Arbeitsauftrag:
Sammle jede Zeile der Einträge, in der das Wort "result" vorkommt, und gib sie unverändert wieder. Dabei ist die Groß- und Kleinschreibung zu beachten.

Eingabedaten:
::::::::

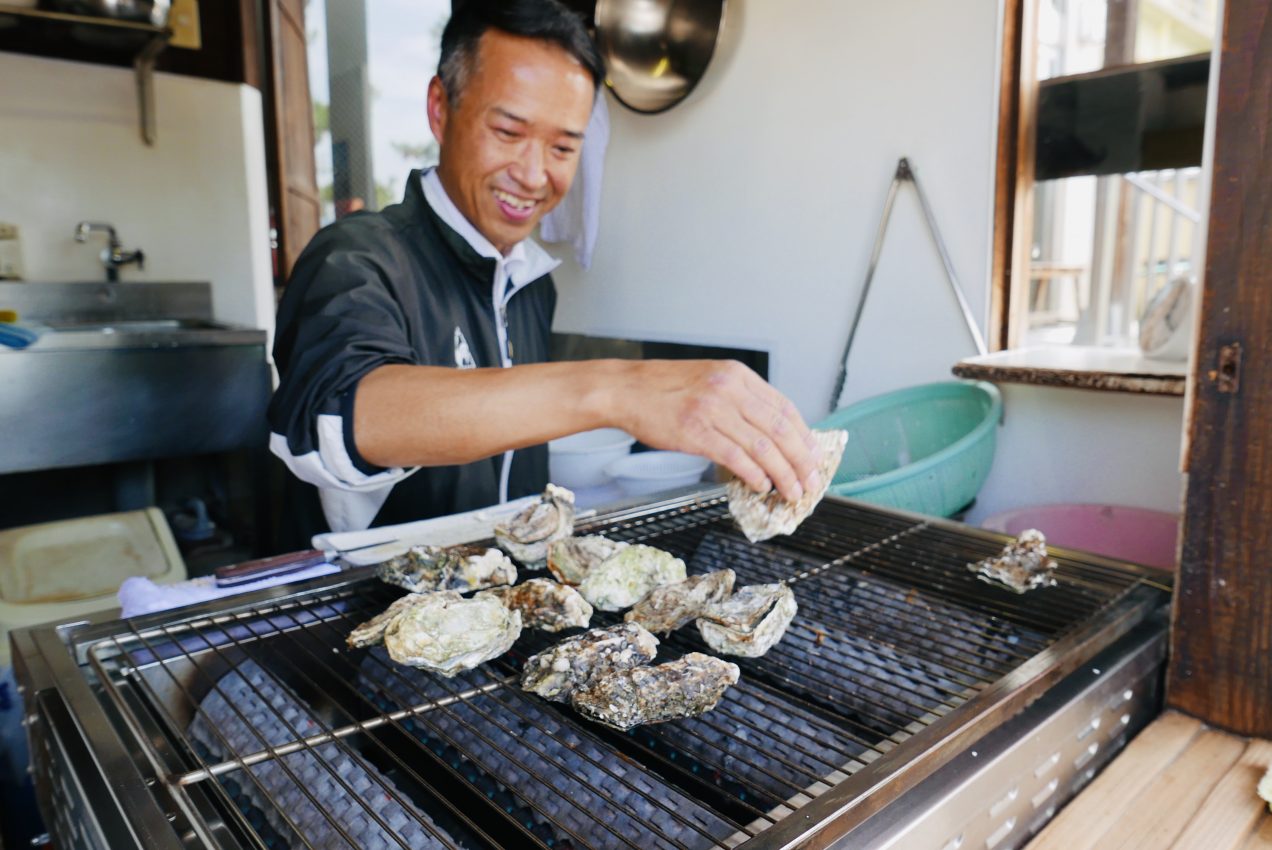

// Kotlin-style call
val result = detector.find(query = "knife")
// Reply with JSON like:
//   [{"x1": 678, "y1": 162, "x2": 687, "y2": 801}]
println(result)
[{"x1": 212, "y1": 540, "x2": 397, "y2": 588}]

::::::::

Lösung:
val result = detector.find(query = "knife")
println(result)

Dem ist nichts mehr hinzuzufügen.